YOUR GOAL: The records below should be copied in full, exactly as shown.

───

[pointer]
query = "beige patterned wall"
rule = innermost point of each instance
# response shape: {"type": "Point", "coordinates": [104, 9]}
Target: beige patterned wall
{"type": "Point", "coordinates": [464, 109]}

───

SOLVED PROBLEM:
[pointer]
query = "beige patterned wall"
rule = innermost point of each instance
# response shape: {"type": "Point", "coordinates": [104, 9]}
Target: beige patterned wall
{"type": "Point", "coordinates": [464, 109]}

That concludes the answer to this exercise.